=== Begin Enclosure ===

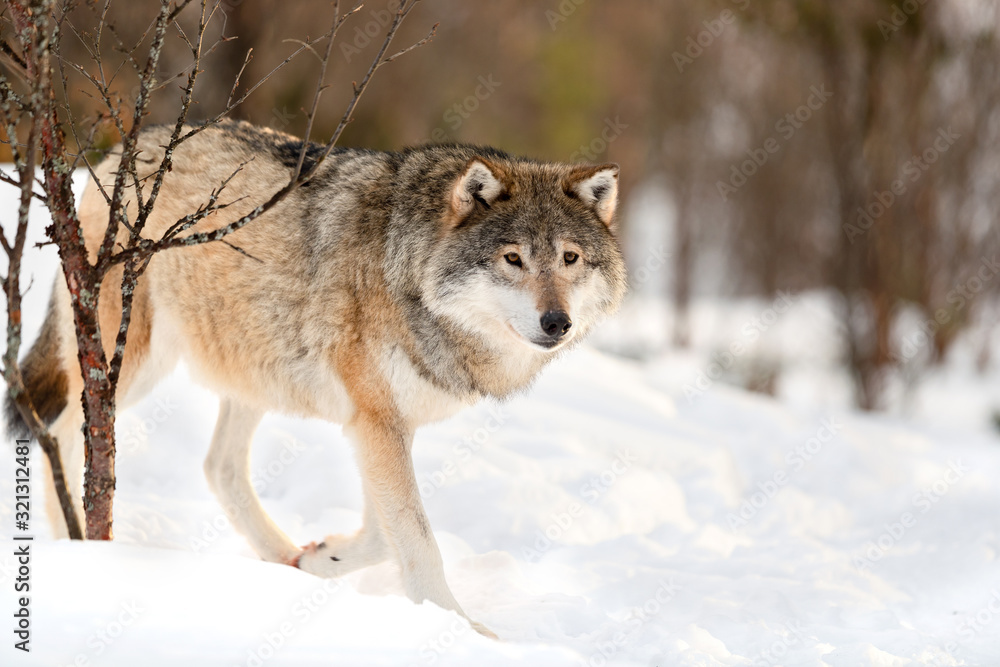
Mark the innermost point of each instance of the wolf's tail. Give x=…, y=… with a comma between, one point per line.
x=44, y=377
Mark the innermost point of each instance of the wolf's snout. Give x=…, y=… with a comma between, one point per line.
x=556, y=323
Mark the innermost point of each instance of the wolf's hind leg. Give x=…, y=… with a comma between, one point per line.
x=339, y=554
x=228, y=470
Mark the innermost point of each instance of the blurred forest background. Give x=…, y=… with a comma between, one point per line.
x=848, y=147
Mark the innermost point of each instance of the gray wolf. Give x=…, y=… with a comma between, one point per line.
x=391, y=291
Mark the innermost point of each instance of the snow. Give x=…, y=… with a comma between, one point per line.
x=608, y=516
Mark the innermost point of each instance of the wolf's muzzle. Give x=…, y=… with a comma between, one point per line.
x=555, y=324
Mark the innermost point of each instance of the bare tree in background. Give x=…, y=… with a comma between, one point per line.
x=39, y=126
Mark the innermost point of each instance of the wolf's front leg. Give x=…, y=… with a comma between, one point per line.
x=387, y=468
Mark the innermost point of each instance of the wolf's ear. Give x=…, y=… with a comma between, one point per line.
x=478, y=182
x=596, y=187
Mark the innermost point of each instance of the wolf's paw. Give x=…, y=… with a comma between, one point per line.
x=332, y=557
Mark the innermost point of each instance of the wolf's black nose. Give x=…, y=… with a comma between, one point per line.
x=556, y=323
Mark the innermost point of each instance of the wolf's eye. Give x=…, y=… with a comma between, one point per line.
x=513, y=258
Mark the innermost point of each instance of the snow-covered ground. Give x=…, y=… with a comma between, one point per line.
x=611, y=516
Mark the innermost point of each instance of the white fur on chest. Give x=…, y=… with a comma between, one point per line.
x=419, y=401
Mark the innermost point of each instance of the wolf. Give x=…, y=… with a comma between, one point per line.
x=388, y=292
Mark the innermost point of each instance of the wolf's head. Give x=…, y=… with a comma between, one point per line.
x=527, y=253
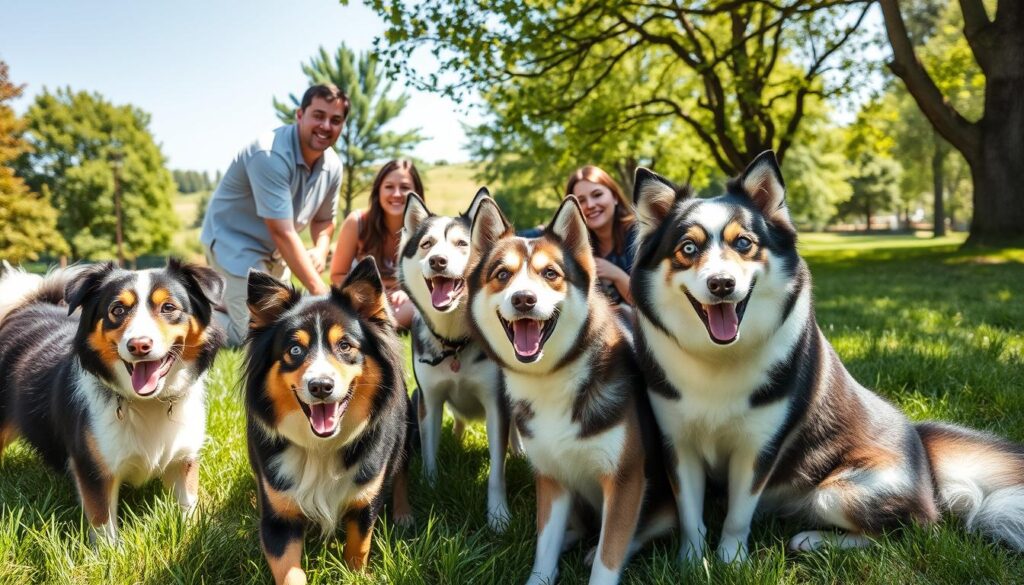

=== End Enclosure ===

> _What you will do_: From the line with "Mark the innermost point of each instance of the wolf's paw." to the last line of the material, both inclusive, set down every line exactly and nothing else; omit pictures.

> _Answer to this problem_:
Mark the innermost point of each instance of the wolf's paw. Give x=…, y=… with a comma between, one point per line.
x=332, y=557
Mark the innermost point of each instance of the wolf's black nose. Give x=…, y=… with a comma between, one point per line.
x=556, y=323
Mark the innermost point of each instance of the wolf's eye. Give x=…, y=… with a comma between, one point per line.
x=513, y=258
Mark the innermost point of each instance of the snow-covered ground. Give x=…, y=… with a comma between, one point per line.
x=611, y=516
Mark the innermost point of each instance of the white fur on chest. Give x=…, y=… with a comma between, one point per line.
x=419, y=401
Mark the innermost point of each instance of the wolf. Give x=…, y=… with a comma between, one point per line.
x=388, y=292
Mark the innermost point of each instance of the wolf's head. Give x=…, y=… with a comma between, one point per line.
x=527, y=253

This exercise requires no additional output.